[What is expected] Copy the listing below word for word, leaving out the pictures.

[Records for the task]
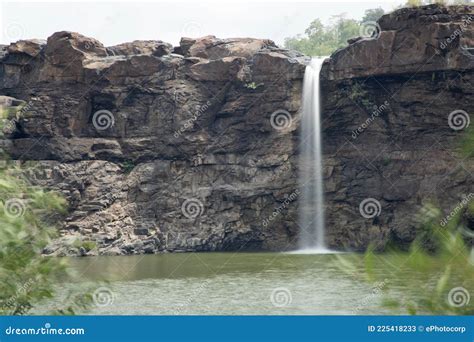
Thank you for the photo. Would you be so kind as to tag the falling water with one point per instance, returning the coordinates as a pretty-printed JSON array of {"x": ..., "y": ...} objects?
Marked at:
[{"x": 311, "y": 182}]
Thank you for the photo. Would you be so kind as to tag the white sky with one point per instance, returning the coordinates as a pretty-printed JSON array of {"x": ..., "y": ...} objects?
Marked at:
[{"x": 113, "y": 22}]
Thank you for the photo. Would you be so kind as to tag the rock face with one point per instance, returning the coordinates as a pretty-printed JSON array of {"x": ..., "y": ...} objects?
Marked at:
[
  {"x": 390, "y": 139},
  {"x": 194, "y": 148},
  {"x": 159, "y": 148}
]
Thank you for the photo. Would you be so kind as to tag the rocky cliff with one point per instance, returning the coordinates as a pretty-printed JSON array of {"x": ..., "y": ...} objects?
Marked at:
[
  {"x": 159, "y": 148},
  {"x": 194, "y": 148},
  {"x": 396, "y": 106}
]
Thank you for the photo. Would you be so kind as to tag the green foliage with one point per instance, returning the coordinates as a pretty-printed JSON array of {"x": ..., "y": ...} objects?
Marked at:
[
  {"x": 440, "y": 279},
  {"x": 27, "y": 214},
  {"x": 373, "y": 14},
  {"x": 323, "y": 40},
  {"x": 87, "y": 245}
]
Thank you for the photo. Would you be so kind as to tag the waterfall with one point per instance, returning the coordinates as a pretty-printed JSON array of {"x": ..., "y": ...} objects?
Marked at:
[{"x": 311, "y": 216}]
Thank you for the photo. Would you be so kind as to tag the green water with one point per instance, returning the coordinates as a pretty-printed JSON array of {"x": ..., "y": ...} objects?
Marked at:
[{"x": 229, "y": 284}]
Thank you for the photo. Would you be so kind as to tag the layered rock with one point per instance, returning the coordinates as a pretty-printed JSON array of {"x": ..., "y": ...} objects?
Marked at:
[
  {"x": 389, "y": 136},
  {"x": 158, "y": 148},
  {"x": 194, "y": 148}
]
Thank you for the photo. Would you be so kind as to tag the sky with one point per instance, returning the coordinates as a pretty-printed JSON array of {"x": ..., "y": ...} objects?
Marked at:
[{"x": 113, "y": 22}]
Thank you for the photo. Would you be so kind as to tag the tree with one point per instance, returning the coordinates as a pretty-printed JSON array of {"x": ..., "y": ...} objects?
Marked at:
[
  {"x": 372, "y": 14},
  {"x": 441, "y": 257},
  {"x": 321, "y": 40}
]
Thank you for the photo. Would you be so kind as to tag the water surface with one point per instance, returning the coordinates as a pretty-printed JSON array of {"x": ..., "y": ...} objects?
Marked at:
[{"x": 229, "y": 284}]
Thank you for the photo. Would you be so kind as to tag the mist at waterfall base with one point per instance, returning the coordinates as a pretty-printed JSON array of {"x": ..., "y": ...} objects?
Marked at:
[{"x": 311, "y": 204}]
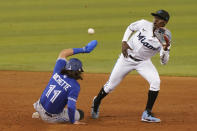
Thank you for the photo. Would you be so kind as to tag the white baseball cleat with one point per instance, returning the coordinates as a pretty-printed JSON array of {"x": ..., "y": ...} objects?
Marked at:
[{"x": 146, "y": 117}]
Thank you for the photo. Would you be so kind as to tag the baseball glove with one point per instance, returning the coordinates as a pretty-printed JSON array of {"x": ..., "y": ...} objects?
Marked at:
[{"x": 164, "y": 36}]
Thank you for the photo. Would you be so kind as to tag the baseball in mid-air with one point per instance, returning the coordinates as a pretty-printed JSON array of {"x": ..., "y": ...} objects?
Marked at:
[{"x": 91, "y": 31}]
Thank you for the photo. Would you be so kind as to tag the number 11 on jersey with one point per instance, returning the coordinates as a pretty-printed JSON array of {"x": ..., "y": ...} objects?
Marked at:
[{"x": 55, "y": 92}]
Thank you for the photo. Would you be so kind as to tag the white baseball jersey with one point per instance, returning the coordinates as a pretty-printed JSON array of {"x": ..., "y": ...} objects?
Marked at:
[{"x": 143, "y": 44}]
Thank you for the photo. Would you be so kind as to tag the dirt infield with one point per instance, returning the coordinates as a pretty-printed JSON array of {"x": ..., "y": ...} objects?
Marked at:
[{"x": 121, "y": 110}]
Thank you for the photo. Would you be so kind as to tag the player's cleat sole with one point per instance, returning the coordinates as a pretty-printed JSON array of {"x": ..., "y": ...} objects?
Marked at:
[
  {"x": 150, "y": 121},
  {"x": 94, "y": 114},
  {"x": 149, "y": 118}
]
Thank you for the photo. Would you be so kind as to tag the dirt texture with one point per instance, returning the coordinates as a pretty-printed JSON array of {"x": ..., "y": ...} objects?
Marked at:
[{"x": 121, "y": 110}]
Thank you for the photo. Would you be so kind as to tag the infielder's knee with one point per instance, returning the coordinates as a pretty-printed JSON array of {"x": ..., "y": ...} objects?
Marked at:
[{"x": 155, "y": 85}]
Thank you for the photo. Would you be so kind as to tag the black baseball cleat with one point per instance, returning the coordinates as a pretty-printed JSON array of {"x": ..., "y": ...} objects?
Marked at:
[{"x": 95, "y": 109}]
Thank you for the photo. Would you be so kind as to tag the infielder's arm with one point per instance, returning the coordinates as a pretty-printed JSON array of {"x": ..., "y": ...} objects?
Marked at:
[
  {"x": 165, "y": 51},
  {"x": 128, "y": 33},
  {"x": 69, "y": 52},
  {"x": 164, "y": 56}
]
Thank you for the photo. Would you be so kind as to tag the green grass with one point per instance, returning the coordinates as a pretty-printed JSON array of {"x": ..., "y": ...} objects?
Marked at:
[{"x": 33, "y": 32}]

[Finished answer]
Thank you for the photo. Would you be so kind as to tag the falling water with one point per instance, returning the coordinates as a pretty-printed JSON array of {"x": ..., "y": ...} objects?
Marked at:
[{"x": 311, "y": 182}]
Thank you for the photo. Would you be so kind as to tag the white sky with one point per instance, returning the coordinates as a pretty-printed JSON array of {"x": ..., "y": ...} objects?
Marked at:
[{"x": 113, "y": 22}]
Thank you for the photo. Would you be so kind as to tag the rock face with one point per instance, returning the coordinates as a pretty-printed JSON array of {"x": ..., "y": ...} objects?
Marked at:
[
  {"x": 390, "y": 139},
  {"x": 194, "y": 148},
  {"x": 159, "y": 148}
]
Thank you for the photo. Would you be so kind as to tag the rocky cliff with one point per instance, returning the coordinates as a pretty-printed JSON array of {"x": ..., "y": ...} objects?
Marked at:
[
  {"x": 159, "y": 148},
  {"x": 194, "y": 148},
  {"x": 396, "y": 106}
]
Thank you for the photo. Would you be so kind as to tag the green foliage with one point per instance, returning the coordinates as a pretty-printed JSON array of {"x": ..., "y": ...} objects?
Marked at:
[
  {"x": 440, "y": 279},
  {"x": 27, "y": 214},
  {"x": 373, "y": 14},
  {"x": 323, "y": 40},
  {"x": 87, "y": 245}
]
Thank you for the photo. Would you be so kind as to tag the waterfall with one point per instance, returning the coordinates as a pretty-printed JSON array of {"x": ..., "y": ...} objects?
Marked at:
[{"x": 311, "y": 216}]
Thank you for the photo. Would you be so kind as to tag the green water with one point per instance, returning the coordinates as a pretty-printed JSON array of {"x": ..., "y": ...} objects?
Marked at:
[{"x": 229, "y": 284}]
Thank you for the photo. Would you be so kind as to tag the layered rock with one point per instance, returning the coordinates as a pretty-printed JSON array of {"x": ..., "y": ...} objects?
Marked at:
[
  {"x": 389, "y": 136},
  {"x": 158, "y": 148},
  {"x": 194, "y": 148}
]
Thank you for the photo. Would you be so kind as to tag the sky with one point per instance, returning the coordinates as a pretty-printed JSON array of {"x": ..., "y": ...} objects?
Marked at:
[{"x": 113, "y": 22}]
Thank you for the photo. Would you be so kind as to tag the tree with one point per instance, returning the coordinates as a pretty-printed JSON array of {"x": ..., "y": ...} objects?
Marked at:
[
  {"x": 372, "y": 14},
  {"x": 441, "y": 257},
  {"x": 321, "y": 40}
]
Thank you for the photo. Would you be so kind as to tag the water surface with one point per instance, returning the coordinates as a pretty-printed JSON array of {"x": ..., "y": ...} objects?
Marked at:
[{"x": 229, "y": 284}]
Thank you for the photo. Would you be so kind as to tag the mist at waterfall base with one point per instance, returning the coordinates as a pretty-printed JSON array of {"x": ..., "y": ...} objects?
Marked at:
[{"x": 311, "y": 204}]
Thank you for the photo. Would you be so kind as to tag the white baseball cleat with one point per instance, returning the coordinates as a pretty-printed JSON array of {"x": ..., "y": ...} objects?
Marked at:
[{"x": 146, "y": 117}]
Thank you for the photo. Would you be so kind as to tag the baseball glove with one point per instance, returning the coordinates as a pretty-printed JSON array of {"x": ..., "y": ...} objects?
Marked at:
[{"x": 164, "y": 36}]
Thank you for the photo. Would you be so kind as to tag the baseball in mid-air with one point per instance, returning the coordinates as a pretty-printed JSON array of {"x": ..., "y": ...} objects?
Marked at:
[{"x": 91, "y": 31}]
Thank you for the photo. Would you be so kind as to tag the number 11 on jersey with one point per instance, returning the coordinates as a pretty-printed JSON array of {"x": ..., "y": ...} objects?
Marked at:
[{"x": 55, "y": 92}]
Thank you for the photo. Would you be so kind as to tag the white baseball jersey with one point per instance, returning the coordinates as a pretty-printed JSON array of {"x": ..., "y": ...} objects?
Marked at:
[{"x": 143, "y": 44}]
Thank you for the photo. Would you be so kind as to tag the dirt infield with one point per instance, returning the coordinates as a pretty-printed JSON array of {"x": ..., "y": ...} objects?
Marked at:
[{"x": 121, "y": 110}]
Thank you for the photo. Would you be so kind as to tag the player's cleat sole with one point per instance, returning the coordinates as a pretty-printed JSON array of {"x": ..., "y": ...} objects?
Marked at:
[
  {"x": 150, "y": 121},
  {"x": 94, "y": 114},
  {"x": 149, "y": 118}
]
Thank you for the photo. Would you be so kind as to tag the dirt texture with one point per instance, returning the coordinates as a pretty-printed JSON array of {"x": ..., "y": ...} objects?
Marked at:
[{"x": 121, "y": 110}]
Thank you for the photo. Would you be so kind as to tag the infielder's knee with one point per instance, returning the coordinates as a pretty-printed JSON array of {"x": ..., "y": ...} objects?
Marked at:
[{"x": 155, "y": 85}]
Thank you for the photo. Would you be so kind as to tag the black baseball cleat with one point per instance, returning the coordinates as a pretty-printed JSON array of {"x": ..., "y": ...} objects?
Marked at:
[{"x": 95, "y": 109}]
Thank you for the photo. Would you be so kind as to tag the infielder's arm with one point per instance, returning the coordinates as a pretty-printed JSON array of {"x": ..., "y": ...} objects?
Marked at:
[
  {"x": 165, "y": 51},
  {"x": 128, "y": 33},
  {"x": 69, "y": 52},
  {"x": 164, "y": 56}
]
Thank you for the photo. Would you be so kind as to tag the green grass with one point per instance, returning the coordinates as a pretty-printed JSON array of {"x": ..., "y": ...} objects?
Marked at:
[{"x": 33, "y": 32}]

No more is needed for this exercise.